#### INFORMATION SHOWN

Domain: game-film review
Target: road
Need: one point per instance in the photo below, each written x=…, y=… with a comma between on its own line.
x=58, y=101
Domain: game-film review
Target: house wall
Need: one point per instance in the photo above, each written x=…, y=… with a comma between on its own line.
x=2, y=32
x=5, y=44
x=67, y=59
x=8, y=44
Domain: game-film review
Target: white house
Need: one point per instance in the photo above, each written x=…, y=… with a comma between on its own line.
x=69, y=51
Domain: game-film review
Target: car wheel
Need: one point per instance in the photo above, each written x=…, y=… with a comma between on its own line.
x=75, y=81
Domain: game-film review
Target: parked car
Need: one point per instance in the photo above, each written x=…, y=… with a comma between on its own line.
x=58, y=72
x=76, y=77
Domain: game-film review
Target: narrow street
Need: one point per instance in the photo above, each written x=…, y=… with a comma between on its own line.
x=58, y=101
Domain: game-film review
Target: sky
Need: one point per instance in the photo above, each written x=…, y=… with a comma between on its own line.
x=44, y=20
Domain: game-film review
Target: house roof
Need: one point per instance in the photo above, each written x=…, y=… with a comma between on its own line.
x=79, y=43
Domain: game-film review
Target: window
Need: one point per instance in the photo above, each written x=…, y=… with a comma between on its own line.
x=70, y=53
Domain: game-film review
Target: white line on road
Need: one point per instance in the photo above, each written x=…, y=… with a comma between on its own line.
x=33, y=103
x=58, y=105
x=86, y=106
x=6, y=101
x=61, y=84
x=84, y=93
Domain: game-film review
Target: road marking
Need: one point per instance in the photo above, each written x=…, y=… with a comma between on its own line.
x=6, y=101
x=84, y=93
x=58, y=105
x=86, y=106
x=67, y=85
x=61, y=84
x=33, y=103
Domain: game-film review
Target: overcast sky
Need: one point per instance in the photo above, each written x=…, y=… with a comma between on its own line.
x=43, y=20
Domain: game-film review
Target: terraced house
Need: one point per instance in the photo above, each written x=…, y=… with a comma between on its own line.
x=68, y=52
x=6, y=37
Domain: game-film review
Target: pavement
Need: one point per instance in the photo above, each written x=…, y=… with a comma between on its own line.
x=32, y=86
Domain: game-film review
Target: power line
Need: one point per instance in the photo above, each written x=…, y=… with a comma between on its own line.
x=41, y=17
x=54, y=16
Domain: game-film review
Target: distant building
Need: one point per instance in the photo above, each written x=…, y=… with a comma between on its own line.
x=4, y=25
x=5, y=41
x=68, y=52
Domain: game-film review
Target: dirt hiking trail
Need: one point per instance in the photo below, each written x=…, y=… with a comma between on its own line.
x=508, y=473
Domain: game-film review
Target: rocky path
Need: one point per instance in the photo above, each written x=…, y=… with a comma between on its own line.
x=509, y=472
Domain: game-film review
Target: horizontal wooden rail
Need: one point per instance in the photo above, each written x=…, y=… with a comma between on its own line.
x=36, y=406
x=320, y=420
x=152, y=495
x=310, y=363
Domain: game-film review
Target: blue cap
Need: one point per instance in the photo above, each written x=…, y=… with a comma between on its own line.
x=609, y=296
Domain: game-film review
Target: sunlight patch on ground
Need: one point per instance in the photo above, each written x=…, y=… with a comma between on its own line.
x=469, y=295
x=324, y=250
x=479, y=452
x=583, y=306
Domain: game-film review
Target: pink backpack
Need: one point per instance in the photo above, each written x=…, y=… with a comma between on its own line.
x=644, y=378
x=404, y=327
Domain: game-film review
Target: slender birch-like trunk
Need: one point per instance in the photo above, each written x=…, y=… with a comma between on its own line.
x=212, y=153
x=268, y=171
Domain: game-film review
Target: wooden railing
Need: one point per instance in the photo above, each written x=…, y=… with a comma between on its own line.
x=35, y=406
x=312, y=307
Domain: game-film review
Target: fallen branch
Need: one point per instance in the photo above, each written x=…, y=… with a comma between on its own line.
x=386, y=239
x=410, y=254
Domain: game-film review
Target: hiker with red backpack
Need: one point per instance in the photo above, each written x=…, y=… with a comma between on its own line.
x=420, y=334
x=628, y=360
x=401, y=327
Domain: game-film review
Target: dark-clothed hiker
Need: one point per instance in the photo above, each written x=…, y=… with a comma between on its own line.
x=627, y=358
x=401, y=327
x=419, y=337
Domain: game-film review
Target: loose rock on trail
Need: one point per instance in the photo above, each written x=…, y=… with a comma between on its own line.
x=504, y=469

########

• **EXERCISE DIRECTIONS**: Pull out each line of the data above that holds the string "road", and copy those lines in order. Case counts.

• **CORRECT ANSWER**:
Target: road
Target: white line on road
Target: road marking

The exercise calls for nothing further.